What the exercise asks:
In the text on life after losing a mother, what was the mother's former job?

*** Text under study Section Begins ***

It’s pretty shit. Life without my mum. As I’m sure those in the same position having lost, or maybe not even known theirs, will agree.
With Mother’s Day just around the corner, I felt the need to acknowledge the sad reality that is the above, not to throw shade on a day of happiness, but more as a reality check and a tribute to their memory.
The hard bit.
I’ve lost both my parents. Six months apart. As much as I loved them equally and as difficult as Christmas Day can be behind the scenes (for this is when I lost my dad), I feel maybe more so with being a female myself that the loss of my mum hurts that little bit more. She carried me. Birthed me. Nursed me. That mother and daughter bond is irreplaceable.
Around the time of her diagnosis and passing, our relationship was at a point of change: I’d begun to find my way. Become independent. Look to the future. Had a stable job and income. A new level of respect had formed, on both sides. Though that relationship and journey was to be cut short.
I know before she passed, the prospect of her not being around for all that was still to come in both our lives saddened her, it did me. We both had so much more to experience together.
She never got to formally meet the man I call my husband.
She never got to see me become a mum, once and soon to be twice.
She never got to see that I finally got to ‘work with children’, as I’d always said was what I wanted to do, by becoming a preschool/early years teaching assistant.
She never got to see what this little hobby of a blog/site has become and how I’m following in her footsteps, in some ways, as it’s an extension to her former job of being a journalist.
She’ll never get to see that I can actually cook more than eggy bread.
She’ll never now be that one person I could call to get a straight answer from.
She’ll never get to see that I’ve inherited the “don’t you dare” and “I don’t think so” look from her. The look that says a thousand words without saying a single one.
And much much more.
Though for every ‘never’, there’s really a positive behind it. The points above are actually my accomplishments. They are things that I have achieved in my life, though through my own doing, but ultimately, because of her.
My mum gave me some amazing life skills and experiences over the years that may not have made any sense or I may have brushed off at the time, but in hindsight, were gold. Those moments when you say something, then realise you sound like your mum?! Yeah, those.
Losing someone never becomes easier. I believe it honestly gets harder, as, well, life changes. You change. And in those moments of uncertainty or even those of happiness, it’s generally a parent we turn to.
But life does go on. I for one have chosen to live my life and give my best possible self to my husband and my boy(s), but that’s not to say I’ve forgotten.

*** Text under study Section Ends ***
*** Recorded information Section Begins ***

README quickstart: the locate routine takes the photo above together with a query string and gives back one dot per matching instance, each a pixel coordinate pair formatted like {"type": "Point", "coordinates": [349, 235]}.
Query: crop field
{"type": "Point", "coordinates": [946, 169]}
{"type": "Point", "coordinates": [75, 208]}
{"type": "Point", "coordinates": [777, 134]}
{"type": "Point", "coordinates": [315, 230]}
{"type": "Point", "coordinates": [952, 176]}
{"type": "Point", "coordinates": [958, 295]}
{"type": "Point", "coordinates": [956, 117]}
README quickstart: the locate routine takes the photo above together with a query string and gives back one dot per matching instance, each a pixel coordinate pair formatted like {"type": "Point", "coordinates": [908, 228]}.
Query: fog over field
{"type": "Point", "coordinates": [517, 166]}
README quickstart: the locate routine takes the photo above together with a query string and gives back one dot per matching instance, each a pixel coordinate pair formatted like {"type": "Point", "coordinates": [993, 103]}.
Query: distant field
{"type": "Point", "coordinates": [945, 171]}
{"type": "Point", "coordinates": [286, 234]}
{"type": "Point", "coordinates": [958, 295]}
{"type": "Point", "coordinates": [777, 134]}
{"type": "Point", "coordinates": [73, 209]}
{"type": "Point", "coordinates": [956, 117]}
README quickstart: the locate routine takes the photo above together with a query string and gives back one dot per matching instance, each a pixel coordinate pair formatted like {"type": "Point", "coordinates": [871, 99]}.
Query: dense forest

*** Recorded information Section Ends ***

Exercise solution:
She was a journalist.